- _PROBLEM TO SOLVE_: Retype the entries word for word, leaving nothing out.
[[ DATA FOR THE TASK open ]]
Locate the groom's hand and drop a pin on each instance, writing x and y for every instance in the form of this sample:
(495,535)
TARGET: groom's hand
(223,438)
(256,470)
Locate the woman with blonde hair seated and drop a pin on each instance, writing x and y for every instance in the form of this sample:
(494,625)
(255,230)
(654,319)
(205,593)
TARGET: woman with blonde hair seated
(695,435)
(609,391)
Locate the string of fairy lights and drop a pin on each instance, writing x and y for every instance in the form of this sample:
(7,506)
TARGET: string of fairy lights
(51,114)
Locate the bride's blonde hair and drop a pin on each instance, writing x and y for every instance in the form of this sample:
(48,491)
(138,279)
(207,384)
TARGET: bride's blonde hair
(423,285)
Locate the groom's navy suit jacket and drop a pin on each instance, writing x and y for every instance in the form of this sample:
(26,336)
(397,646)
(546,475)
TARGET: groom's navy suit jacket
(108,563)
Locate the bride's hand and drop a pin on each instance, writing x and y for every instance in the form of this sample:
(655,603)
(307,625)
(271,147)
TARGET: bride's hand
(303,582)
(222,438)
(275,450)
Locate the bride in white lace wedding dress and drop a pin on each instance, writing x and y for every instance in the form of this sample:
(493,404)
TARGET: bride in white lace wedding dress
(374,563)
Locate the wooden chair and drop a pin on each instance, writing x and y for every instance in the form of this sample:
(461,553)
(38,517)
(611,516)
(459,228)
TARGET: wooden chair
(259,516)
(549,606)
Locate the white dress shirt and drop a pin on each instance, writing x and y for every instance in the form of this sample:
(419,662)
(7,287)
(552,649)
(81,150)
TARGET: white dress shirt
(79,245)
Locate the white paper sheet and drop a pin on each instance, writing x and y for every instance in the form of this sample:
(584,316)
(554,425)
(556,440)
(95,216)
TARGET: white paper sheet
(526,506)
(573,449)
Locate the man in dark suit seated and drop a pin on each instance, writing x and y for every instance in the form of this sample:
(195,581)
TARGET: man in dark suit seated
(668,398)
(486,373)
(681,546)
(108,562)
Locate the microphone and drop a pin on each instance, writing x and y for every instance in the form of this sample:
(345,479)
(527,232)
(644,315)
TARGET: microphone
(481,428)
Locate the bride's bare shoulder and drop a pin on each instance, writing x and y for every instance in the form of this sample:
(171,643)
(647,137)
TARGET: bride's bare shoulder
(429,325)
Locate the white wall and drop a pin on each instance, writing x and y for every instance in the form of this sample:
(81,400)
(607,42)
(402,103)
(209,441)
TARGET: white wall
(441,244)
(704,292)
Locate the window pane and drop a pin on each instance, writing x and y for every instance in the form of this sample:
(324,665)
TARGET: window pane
[[ DATA FOR THE TASK closed ]]
- _ANSWER BOX_:
Locate the groom's hand and drop a pin on each instance, writing x and y for every instance in the form of this sample:
(495,535)
TARGET: groom's hand
(223,438)
(256,470)
Locate the woman with blonde hair seated and drop a pin on each instance, writing x and y for every instance in the form of this sample:
(494,625)
(255,230)
(654,319)
(205,593)
TARGET: woman with blonde hair seated
(695,435)
(609,391)
Locate the string of fairy lights and drop a pin on each instance, writing x and y for every instance in the form of this sample:
(7,506)
TARGET: string of fairy lights
(51,114)
Locate the bride's blonde hair and drop a pin on each instance, writing x and y for every instance in the form of this sample:
(48,491)
(138,279)
(207,384)
TARGET: bride's blonde hair
(423,285)
Locate the groom's navy suit jacket and drop a pin on each instance, writing x and y for every instance in the form of this sample:
(26,336)
(397,646)
(546,475)
TARGET: groom's navy suit jacket
(108,563)
Locate the bride's hand and drop a pin on each instance, writing x and y for every instance in the form of this sample:
(655,603)
(307,625)
(271,147)
TARGET: bride's hand
(303,582)
(222,438)
(275,450)
Locate the bride in white lace wedding dress and drop a pin on each instance, writing x and y for every instance in the form of this sample:
(493,404)
TARGET: bride in white lace wedding dress
(374,563)
Locate the wooden chair and drop a pin on each instance, writing x and y for every instance in the form of this sample:
(461,553)
(38,517)
(611,516)
(459,228)
TARGET: wooden chair
(259,516)
(549,606)
Locate the white dress shirt and drop a pin on each instance, writing x and y for every instance in the form of this sample:
(419,662)
(7,287)
(552,649)
(81,150)
TARGET: white dress shirt
(79,245)
Locate the white paper sheet and drop a pin on each instance, writing x and y for every instance in the form of this sample:
(584,316)
(554,425)
(556,440)
(95,216)
TARGET: white paper sheet
(526,506)
(573,449)
Locate the man in dark suit seated and drop a pin on each instance, writing x and y for every instance in the form of this sample:
(195,581)
TARGET: man in dark suit seated
(668,398)
(486,373)
(681,546)
(108,562)
Locate the microphone and drop a pin on each instance, writing x and y for every instance in the form of this sample:
(345,479)
(527,232)
(644,315)
TARGET: microphone
(481,428)
Locate the bride's bare shoulder and drop a pin on each instance, writing x and y for every instance in the form of this sample:
(171,643)
(647,137)
TARGET: bride's bare shoulder
(429,325)
Locate the white wall and drop a pin on each instance, writing x and y for every instance in the form of this sample:
(81,400)
(607,42)
(402,103)
(209,441)
TARGET: white wall
(441,244)
(704,292)
Locate the window pane and drop a pin on each instance, writing x and y for every instance in the form of this sample:
(324,665)
TARGET: window pane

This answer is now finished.